• _WORK REQUIRED_: Show every line in the records that contains the word "fish", copying each such line in full.

Pointing entries for labeled objects:
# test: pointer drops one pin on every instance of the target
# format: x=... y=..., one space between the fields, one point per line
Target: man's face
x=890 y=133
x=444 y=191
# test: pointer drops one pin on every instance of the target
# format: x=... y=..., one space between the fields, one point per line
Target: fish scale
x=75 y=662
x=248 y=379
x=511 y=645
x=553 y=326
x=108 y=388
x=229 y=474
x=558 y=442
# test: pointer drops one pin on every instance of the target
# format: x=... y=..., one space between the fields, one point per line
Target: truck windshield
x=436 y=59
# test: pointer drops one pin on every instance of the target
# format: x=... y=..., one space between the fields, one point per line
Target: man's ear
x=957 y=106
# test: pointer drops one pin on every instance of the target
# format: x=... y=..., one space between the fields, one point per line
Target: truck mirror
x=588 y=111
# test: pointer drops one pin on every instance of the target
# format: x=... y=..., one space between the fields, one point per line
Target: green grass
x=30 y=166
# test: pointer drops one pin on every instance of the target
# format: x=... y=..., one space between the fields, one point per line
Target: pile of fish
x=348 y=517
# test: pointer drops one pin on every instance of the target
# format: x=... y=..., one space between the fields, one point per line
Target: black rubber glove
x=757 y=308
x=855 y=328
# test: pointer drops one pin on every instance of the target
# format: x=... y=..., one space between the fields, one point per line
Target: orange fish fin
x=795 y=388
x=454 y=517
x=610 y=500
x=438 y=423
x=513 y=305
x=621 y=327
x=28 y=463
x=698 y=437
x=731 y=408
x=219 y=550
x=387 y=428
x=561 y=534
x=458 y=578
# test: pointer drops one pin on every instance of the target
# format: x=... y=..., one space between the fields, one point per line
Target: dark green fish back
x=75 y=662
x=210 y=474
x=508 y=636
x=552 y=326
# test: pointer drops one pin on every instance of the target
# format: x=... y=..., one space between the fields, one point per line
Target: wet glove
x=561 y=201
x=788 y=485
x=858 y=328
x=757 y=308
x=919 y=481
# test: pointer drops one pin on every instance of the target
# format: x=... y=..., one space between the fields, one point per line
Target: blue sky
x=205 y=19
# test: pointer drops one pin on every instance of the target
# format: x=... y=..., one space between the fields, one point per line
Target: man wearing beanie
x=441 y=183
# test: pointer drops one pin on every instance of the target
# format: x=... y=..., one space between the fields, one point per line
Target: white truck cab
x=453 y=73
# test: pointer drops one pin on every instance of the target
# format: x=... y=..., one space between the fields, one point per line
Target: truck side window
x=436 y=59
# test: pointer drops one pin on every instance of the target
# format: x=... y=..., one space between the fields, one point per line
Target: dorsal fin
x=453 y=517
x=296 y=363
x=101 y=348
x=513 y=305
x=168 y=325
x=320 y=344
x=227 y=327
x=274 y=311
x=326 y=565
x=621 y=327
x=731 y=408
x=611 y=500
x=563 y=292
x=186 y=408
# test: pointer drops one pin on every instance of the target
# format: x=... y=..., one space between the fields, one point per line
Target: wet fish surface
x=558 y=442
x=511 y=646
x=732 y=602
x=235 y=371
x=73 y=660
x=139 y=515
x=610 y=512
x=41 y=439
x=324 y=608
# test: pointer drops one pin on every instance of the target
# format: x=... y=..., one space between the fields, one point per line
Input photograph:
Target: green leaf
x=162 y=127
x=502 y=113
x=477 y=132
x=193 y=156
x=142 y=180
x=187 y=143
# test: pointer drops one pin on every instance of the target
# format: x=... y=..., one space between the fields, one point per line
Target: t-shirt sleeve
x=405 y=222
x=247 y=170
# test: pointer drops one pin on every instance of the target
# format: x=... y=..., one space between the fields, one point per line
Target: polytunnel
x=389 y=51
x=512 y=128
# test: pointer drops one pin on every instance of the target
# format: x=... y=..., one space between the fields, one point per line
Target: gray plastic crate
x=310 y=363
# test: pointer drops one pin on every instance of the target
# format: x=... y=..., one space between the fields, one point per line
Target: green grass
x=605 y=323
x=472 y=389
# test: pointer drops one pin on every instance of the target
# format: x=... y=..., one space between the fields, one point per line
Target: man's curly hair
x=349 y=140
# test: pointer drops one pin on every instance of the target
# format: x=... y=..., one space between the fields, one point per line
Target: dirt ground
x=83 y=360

• _WRITTEN RESPONSE_:
Target: fish scale
Target: pile of fish
Target: orange fish fin
Target: dark green fish back
Target: wet fish surface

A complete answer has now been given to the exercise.